So if I look at the bottom here, you know, we'll have our standard fetch listener, events responding with some handler value.

So that comes in, we get the request itself.

And immediately, we want to parse it, right. So rec.url, this is the actual full string of the URL.

And because we're, because this is going to be an endpoint of our own, in this case, it will be unsplash .lukey.workers.dev.

And because our endpoint is designed in a way that we don't actually want to care about the path values, we only care about the search parameters.

And that's solely because we saw this little hint at a parameter section down below.

So that'll come back in once again. I can hide this. So what we have to do is we have start recreating a new URL destination.

So that is this. This is, again, API.unsplash.

And here's that photos.random, which came directly from the documentation.

And we, let's hide this for right now. At this point, what we have to do is we send off that fetch request, right.

We are, when we send this request off to Unsplash, it's going to respond with a 200.

And it's going to respond with our rate limiting errors, or our rate limiting counts.

This is directly tied to our application token.

And some of the terms that we agreed to, right, is that you cannot use it too much, unless you upgrade to a 5000 requests an hour.

* [Task statement] According to the Unsplash transcript, where did "photos.random" come from? The records after this transcript are separate material, not part of it.

* [Raw data]
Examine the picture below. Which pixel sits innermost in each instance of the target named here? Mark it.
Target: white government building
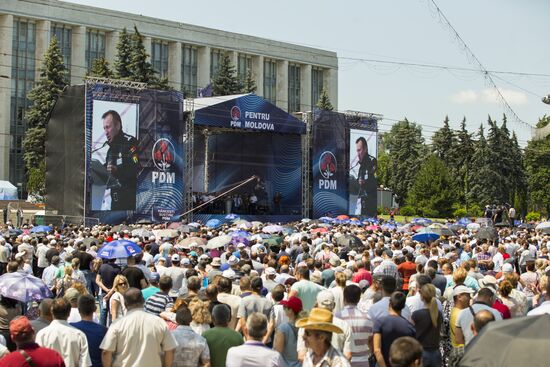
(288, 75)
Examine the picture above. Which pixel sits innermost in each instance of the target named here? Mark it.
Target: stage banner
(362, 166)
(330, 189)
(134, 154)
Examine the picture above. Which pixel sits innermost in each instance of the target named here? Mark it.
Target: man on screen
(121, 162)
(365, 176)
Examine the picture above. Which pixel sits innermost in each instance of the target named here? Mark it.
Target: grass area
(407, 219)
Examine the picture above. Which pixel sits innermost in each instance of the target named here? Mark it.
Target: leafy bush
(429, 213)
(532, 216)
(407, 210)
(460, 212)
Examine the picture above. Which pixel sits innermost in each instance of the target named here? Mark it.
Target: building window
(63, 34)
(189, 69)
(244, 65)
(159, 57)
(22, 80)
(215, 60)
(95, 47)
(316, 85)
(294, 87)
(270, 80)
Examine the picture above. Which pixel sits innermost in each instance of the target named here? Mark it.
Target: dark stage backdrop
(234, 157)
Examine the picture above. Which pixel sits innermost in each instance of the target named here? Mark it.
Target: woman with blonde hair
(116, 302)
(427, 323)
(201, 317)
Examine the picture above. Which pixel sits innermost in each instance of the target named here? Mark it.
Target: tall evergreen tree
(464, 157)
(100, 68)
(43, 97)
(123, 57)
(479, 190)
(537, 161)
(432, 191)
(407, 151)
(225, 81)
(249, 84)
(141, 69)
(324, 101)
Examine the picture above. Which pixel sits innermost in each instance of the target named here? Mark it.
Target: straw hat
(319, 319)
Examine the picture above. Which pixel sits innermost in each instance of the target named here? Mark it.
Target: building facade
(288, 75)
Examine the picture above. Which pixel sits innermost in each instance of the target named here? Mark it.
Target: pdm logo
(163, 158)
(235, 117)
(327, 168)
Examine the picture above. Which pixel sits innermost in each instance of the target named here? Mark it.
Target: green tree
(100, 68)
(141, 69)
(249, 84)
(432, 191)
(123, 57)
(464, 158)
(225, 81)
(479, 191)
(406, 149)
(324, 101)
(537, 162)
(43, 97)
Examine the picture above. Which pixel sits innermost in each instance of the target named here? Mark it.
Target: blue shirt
* * *
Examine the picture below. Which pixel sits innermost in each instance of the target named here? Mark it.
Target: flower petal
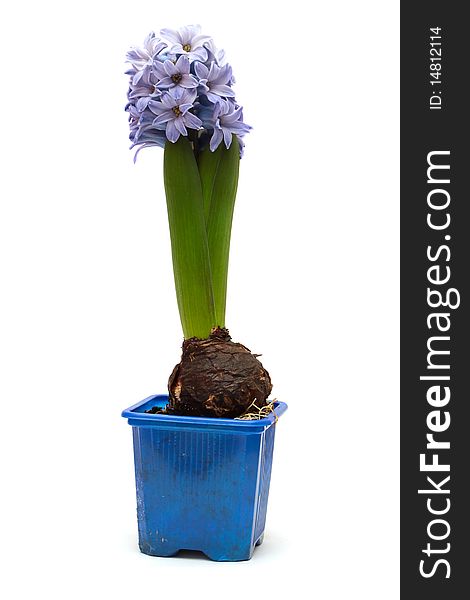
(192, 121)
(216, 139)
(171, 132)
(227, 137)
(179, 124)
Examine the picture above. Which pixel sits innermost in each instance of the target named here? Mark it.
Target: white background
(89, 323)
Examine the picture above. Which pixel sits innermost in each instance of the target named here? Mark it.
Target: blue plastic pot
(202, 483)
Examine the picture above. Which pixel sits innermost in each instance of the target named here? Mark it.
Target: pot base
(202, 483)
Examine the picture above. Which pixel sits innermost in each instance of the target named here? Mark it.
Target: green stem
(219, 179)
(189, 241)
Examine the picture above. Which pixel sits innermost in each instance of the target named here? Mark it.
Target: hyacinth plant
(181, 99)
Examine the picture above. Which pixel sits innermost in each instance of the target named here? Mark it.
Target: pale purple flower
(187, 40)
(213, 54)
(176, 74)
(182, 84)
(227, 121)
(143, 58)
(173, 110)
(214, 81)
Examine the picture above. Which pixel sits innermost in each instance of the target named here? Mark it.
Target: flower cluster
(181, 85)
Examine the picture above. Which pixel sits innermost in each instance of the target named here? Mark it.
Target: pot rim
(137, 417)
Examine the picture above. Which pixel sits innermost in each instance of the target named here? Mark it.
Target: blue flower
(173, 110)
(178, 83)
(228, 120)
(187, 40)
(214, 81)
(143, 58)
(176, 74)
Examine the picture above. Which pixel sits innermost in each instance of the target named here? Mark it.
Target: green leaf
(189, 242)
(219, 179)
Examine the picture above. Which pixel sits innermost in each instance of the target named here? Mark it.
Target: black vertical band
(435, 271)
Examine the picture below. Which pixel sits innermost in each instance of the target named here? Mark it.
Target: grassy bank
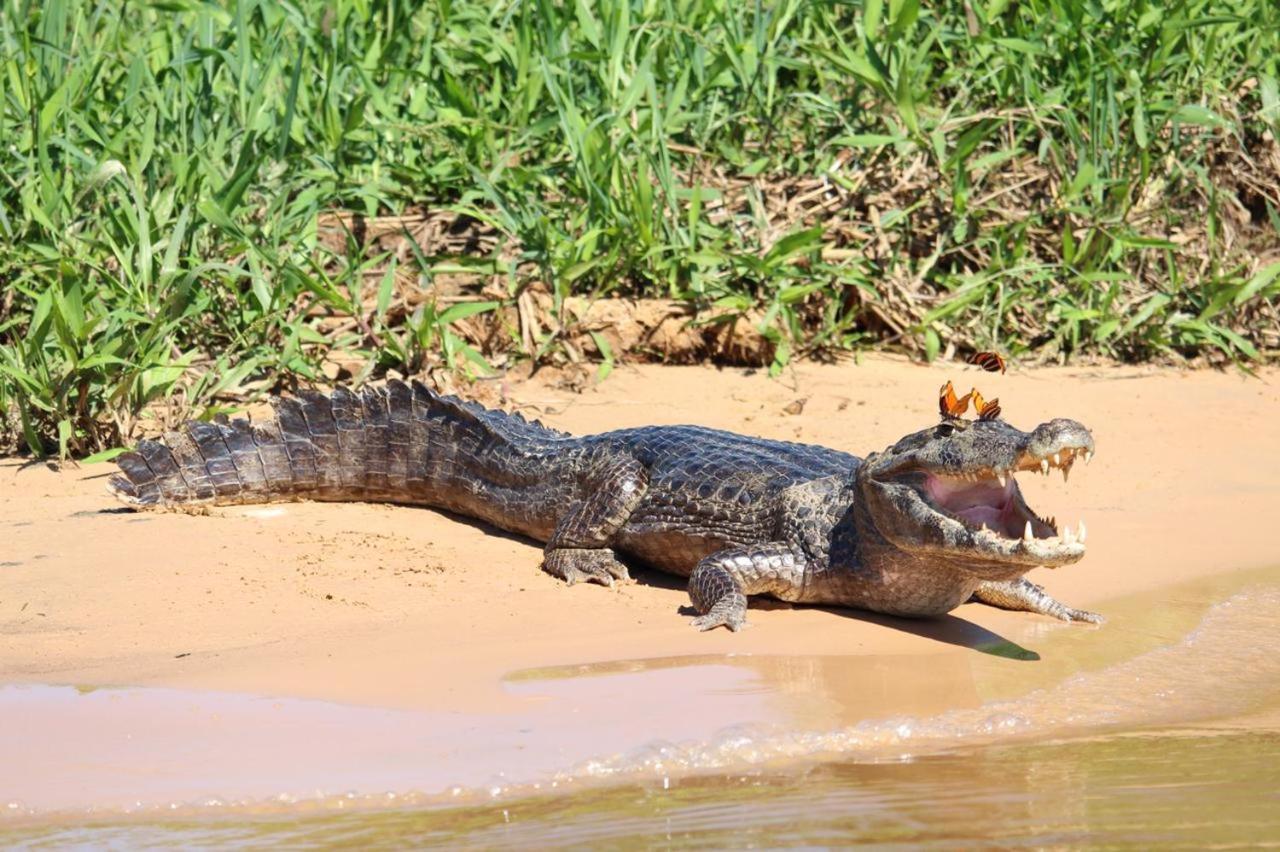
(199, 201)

* [Exercise result] It came directly from the documentation.